Reproduce exactly the lines from the line containing "Target: wooden railing" through the end of the records below, including both ends, and nothing else.

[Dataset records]
□ □ □ □ □ □ □

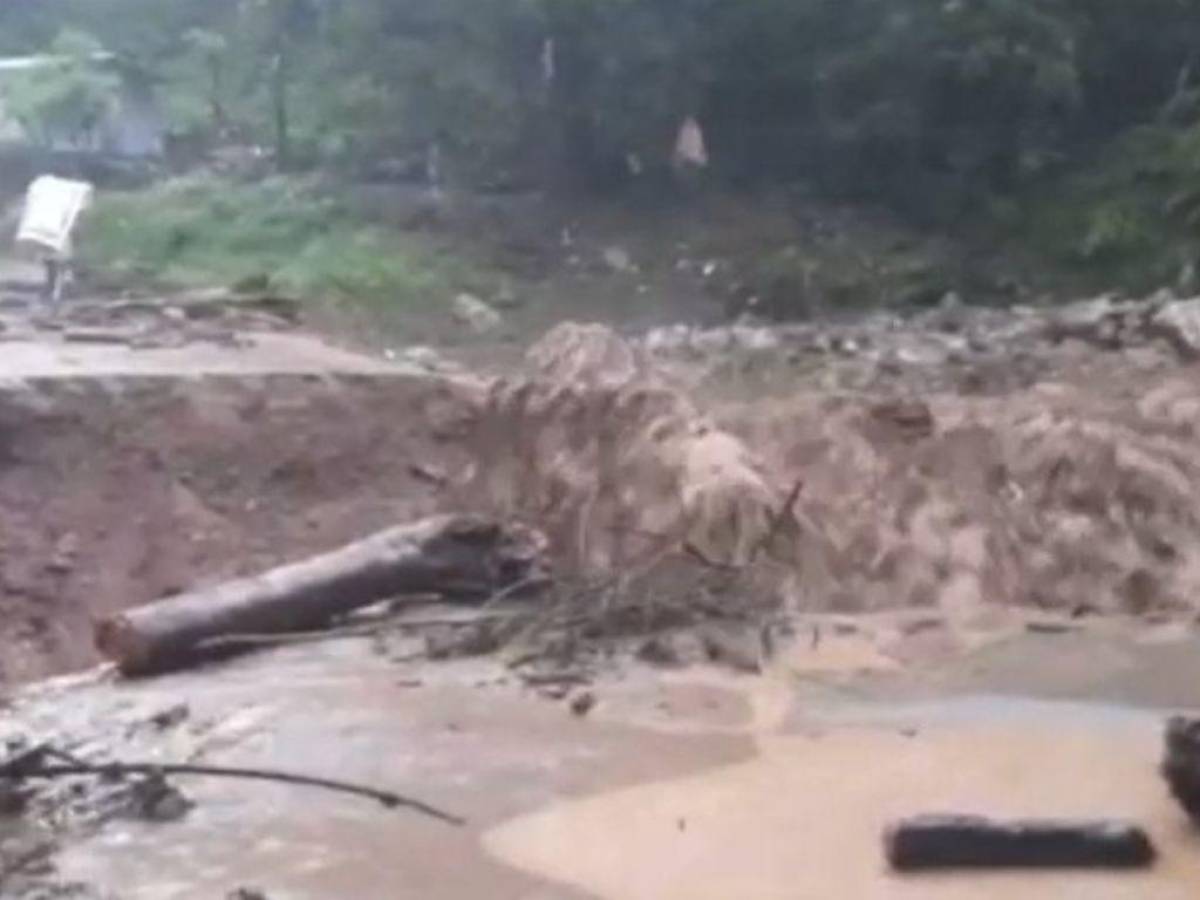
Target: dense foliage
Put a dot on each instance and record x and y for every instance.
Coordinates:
(934, 106)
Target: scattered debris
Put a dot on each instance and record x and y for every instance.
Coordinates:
(742, 649)
(934, 843)
(583, 703)
(154, 798)
(619, 261)
(475, 315)
(459, 557)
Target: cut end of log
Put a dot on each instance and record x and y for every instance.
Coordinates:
(947, 843)
(465, 558)
(119, 641)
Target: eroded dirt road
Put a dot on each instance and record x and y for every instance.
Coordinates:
(691, 784)
(996, 613)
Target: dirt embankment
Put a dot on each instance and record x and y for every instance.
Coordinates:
(1066, 480)
(120, 491)
(955, 463)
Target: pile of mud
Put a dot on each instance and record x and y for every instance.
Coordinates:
(1071, 493)
(1073, 487)
(115, 492)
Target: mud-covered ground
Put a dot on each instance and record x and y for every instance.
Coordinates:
(988, 503)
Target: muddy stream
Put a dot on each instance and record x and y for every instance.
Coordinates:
(803, 819)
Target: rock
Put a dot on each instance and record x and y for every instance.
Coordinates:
(258, 283)
(911, 420)
(155, 799)
(739, 649)
(475, 315)
(583, 705)
(618, 259)
(171, 717)
(1181, 765)
(1179, 323)
(507, 299)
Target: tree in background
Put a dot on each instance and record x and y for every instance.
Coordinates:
(69, 97)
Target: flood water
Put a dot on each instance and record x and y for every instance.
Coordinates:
(804, 819)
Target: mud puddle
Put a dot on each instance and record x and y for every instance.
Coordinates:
(805, 815)
(803, 819)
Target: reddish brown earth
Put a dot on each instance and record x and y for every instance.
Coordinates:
(117, 492)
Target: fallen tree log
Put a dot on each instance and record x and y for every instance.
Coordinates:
(462, 558)
(934, 843)
(1181, 765)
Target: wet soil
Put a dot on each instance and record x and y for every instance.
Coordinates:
(119, 491)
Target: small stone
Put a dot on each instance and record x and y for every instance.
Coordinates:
(583, 705)
(475, 315)
(155, 799)
(659, 652)
(171, 717)
(618, 259)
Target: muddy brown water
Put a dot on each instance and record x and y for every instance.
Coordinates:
(803, 819)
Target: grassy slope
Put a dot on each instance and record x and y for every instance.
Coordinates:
(205, 231)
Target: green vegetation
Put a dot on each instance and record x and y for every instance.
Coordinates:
(1072, 126)
(204, 231)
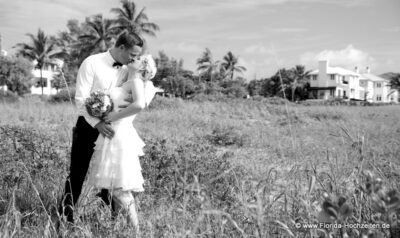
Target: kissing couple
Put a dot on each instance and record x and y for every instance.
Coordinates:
(107, 150)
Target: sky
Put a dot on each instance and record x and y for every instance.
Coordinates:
(265, 34)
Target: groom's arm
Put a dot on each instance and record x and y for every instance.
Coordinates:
(84, 84)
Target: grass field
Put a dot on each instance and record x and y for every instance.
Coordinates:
(238, 168)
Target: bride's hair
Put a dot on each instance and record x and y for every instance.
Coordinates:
(148, 66)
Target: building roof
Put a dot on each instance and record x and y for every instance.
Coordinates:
(372, 77)
(336, 70)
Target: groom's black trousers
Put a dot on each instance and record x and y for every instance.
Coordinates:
(84, 137)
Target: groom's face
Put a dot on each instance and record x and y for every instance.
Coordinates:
(129, 54)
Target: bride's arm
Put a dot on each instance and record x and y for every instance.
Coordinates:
(136, 106)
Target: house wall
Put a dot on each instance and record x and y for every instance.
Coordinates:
(48, 74)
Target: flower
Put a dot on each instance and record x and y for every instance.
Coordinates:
(99, 104)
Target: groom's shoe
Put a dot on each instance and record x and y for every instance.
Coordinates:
(106, 197)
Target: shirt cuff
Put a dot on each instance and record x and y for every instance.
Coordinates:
(91, 120)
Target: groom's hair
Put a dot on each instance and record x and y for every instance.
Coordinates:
(128, 40)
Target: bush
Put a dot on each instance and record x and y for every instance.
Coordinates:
(171, 173)
(33, 164)
(165, 103)
(8, 96)
(210, 97)
(16, 73)
(63, 96)
(224, 136)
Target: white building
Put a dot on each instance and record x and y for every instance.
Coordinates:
(335, 82)
(48, 72)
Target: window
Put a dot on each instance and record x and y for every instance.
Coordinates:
(38, 84)
(344, 81)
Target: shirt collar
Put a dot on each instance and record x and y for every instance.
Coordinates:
(109, 59)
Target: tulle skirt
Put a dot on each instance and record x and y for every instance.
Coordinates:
(115, 162)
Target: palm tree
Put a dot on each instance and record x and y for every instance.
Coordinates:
(42, 50)
(230, 62)
(99, 36)
(207, 65)
(135, 22)
(395, 82)
(299, 78)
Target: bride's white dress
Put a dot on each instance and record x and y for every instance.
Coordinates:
(115, 162)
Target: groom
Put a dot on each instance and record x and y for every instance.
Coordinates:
(97, 72)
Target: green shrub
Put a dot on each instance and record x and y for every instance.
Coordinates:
(174, 172)
(63, 96)
(224, 136)
(165, 103)
(33, 166)
(8, 96)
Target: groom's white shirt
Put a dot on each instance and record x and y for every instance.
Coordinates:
(96, 73)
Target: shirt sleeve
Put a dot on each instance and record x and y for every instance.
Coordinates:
(84, 84)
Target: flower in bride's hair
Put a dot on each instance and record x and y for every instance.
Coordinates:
(99, 104)
(148, 67)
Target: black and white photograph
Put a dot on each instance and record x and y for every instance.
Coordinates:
(201, 118)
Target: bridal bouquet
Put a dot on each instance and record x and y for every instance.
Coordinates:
(99, 104)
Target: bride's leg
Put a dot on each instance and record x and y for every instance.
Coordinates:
(125, 200)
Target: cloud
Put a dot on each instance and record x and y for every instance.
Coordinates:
(259, 49)
(188, 47)
(290, 30)
(394, 29)
(347, 57)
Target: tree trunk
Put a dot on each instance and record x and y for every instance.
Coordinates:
(41, 80)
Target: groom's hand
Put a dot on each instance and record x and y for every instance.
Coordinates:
(128, 100)
(105, 129)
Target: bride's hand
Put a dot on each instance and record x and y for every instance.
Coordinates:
(109, 118)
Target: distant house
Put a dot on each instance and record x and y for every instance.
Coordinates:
(48, 72)
(335, 82)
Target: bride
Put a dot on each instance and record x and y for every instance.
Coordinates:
(115, 162)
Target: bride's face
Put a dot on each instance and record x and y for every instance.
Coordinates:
(135, 64)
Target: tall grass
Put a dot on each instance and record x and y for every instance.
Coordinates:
(238, 168)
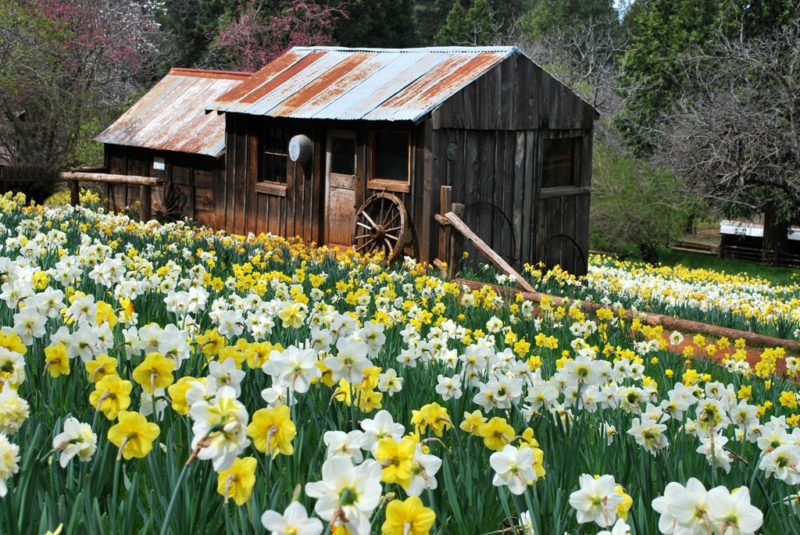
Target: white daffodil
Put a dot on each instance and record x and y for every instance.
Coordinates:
(390, 382)
(9, 462)
(14, 410)
(341, 443)
(350, 360)
(382, 426)
(226, 374)
(713, 447)
(513, 467)
(448, 387)
(77, 439)
(347, 494)
(424, 472)
(293, 521)
(732, 512)
(220, 428)
(293, 367)
(596, 501)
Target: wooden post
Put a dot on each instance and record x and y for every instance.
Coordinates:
(145, 202)
(455, 244)
(487, 251)
(445, 205)
(74, 193)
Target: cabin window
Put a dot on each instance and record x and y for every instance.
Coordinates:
(560, 159)
(343, 155)
(390, 162)
(274, 155)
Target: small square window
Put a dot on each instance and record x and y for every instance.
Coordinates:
(390, 156)
(343, 155)
(274, 155)
(559, 159)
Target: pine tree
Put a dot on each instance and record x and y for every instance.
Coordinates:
(469, 27)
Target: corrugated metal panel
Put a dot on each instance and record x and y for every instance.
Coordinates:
(172, 116)
(353, 84)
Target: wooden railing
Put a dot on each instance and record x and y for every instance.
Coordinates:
(74, 178)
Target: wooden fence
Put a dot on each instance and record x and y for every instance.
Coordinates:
(74, 178)
(35, 182)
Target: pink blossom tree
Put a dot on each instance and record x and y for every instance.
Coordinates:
(254, 38)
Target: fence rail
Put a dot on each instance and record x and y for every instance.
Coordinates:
(145, 182)
(35, 182)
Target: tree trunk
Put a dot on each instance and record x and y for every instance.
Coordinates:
(775, 235)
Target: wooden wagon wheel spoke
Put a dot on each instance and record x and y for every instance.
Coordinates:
(368, 218)
(381, 225)
(392, 220)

□ □ □ □ □ □ □

Solution to the exercise -
Target: wooden railing
Put a dot on each instance and record x and y for every instance.
Coordinates:
(74, 178)
Target: wooden fence
Put a dot on each instance and record x and y for every instance.
Coordinates:
(74, 178)
(35, 182)
Target: pink blossom tree
Put a dot on each instance and record x and y for every instance.
Coordinates:
(254, 38)
Target: fence rail
Put a dot on each instance and record x and y for every instance.
Coordinates:
(145, 182)
(35, 182)
Target: tree trunk
Put a dot on each instance and record x and y for every instance.
Coordinates:
(775, 235)
Target: wooden wagon wheel spoke
Put a dot on each instance and record x and y for every instance.
Coordinates:
(368, 218)
(381, 225)
(392, 220)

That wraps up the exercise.